## Tareas a realizar:
a) Responde brevemente a estas preguntas sobre la homilía:
(i) ¿En qué lugar se celebró la Santa Misa?
(ii) ¿A quiénes exige amar y perdonar la Palabra de Dios?
(iii) ¿Cuál es el remedio que se propone?
b) Prosigue la homilía a partir de su última frase.

## Texto proporcionado:
━━━━━━━━

Homilía (06-03-1983): La conversión, camino hacia la paz
Viaje Apostólico a América Central. Santa Misa en el Metro Centro de El Salvador.
[…] 5. La cadena terrible de reacciones, propia de la dialéctica amigo-enemigo, se ilumina con la Palabra de Dios que exige amar incluso a los enemigos y perdonarlos. Urge pasar de la desconfianza y agresividad, al respeto, la concordia, en un clima que permita la ponderación leal y objetiva de las situaciones y la búsqueda prudente de los remedios. El remedio es la reconciliación…
El amor de Dios nunca desahucia mientras se peregrina en la historia. Sólo la dureza del hombre acosado por la lucha sin cuartel se reviste de determinismo y fatalismo: se cree entonces erróneamente que nadie puede cambiar, convertirse y que las situaciones deberían más bien conducirse programáticamente hacia un irremediable deterioro.

━━━━━━━━

## Material proporcionado:
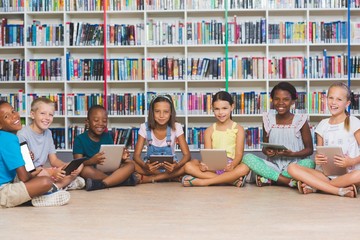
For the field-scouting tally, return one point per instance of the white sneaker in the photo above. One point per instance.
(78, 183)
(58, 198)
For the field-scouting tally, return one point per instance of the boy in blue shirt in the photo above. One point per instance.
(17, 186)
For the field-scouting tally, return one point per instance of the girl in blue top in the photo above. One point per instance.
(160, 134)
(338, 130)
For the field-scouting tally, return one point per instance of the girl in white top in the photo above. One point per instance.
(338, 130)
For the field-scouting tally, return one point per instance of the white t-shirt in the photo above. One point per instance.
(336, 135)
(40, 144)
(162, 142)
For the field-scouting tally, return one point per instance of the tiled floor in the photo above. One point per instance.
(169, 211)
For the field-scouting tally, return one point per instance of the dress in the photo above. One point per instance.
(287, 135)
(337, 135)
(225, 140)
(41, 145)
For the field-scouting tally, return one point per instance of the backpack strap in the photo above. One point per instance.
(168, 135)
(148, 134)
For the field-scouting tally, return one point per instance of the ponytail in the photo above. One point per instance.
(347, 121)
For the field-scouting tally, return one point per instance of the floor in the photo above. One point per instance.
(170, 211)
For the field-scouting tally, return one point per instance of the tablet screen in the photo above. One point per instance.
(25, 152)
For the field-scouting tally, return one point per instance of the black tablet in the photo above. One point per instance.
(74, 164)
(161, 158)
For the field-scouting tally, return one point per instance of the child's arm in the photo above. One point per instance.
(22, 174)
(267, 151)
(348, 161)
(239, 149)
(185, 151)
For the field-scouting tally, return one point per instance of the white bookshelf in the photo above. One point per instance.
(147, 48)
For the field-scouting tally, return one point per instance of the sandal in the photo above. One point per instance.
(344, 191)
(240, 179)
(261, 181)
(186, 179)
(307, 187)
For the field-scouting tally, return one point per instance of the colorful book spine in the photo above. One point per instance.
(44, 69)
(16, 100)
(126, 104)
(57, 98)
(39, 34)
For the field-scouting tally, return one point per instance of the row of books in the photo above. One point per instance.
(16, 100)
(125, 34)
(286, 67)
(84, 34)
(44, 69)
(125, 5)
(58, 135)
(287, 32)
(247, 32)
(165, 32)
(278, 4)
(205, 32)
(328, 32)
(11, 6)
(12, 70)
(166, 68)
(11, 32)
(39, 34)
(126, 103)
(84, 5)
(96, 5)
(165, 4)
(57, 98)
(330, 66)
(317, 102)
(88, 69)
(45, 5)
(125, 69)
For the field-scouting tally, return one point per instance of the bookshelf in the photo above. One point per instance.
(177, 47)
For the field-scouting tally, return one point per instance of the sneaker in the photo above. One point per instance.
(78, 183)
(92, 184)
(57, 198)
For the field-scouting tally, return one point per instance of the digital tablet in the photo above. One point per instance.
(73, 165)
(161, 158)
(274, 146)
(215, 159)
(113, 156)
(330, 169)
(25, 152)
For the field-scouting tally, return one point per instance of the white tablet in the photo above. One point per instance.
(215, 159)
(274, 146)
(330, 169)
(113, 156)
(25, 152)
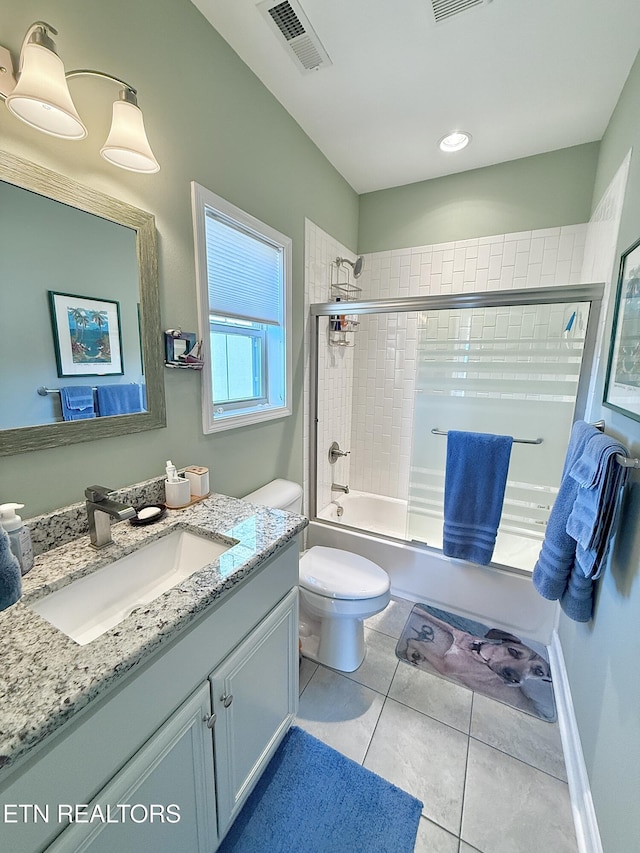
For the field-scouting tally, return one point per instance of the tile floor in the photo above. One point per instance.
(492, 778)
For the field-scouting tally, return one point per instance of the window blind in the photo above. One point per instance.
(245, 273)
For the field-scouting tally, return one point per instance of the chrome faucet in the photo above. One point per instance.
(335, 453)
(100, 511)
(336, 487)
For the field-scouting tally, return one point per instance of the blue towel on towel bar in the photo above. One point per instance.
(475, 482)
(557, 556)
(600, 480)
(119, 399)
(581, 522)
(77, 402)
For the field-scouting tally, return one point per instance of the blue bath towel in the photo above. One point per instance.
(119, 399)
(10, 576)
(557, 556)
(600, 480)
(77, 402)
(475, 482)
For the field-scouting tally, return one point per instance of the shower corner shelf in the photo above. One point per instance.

━━━━━━━━

## Respuestas en orden:
a)
(i) En el Metro Centro de El Salvador.
(ii) Incluso a los enemigos.
(iii) La reconciliación.

b)
Es entonces el momento de escuchar la invitación del Evangelio de este domingo: “Si no os convertís, todos pereceréis del mismo modo” (Lc 13,3; Lc 13,5). Sí, convertirse y cambiar de conducta, porque como hemos escuchado en el Salmo responsorial Yahvé “hace obras de justicia y otorga el derecho a los oprimidos” (Sal 103,6). Por eso el cristiano sabe que todos los pecadores pueden ser rescatados; que el rico despreocupado, injusto, complacido en la egoísta posesión de sus bienes puede y debe cambiar de actitud; que quien acude al terrorismo, puede y debe cambiar; que quien rumia rencores y odios, puede y debe librarse de esta esclavitud; que los conflictos tienen modos de superación; que donde impera el lenguaje de las armas en pugna, puede y debe reinar el amor, factor irreemplazable de paz.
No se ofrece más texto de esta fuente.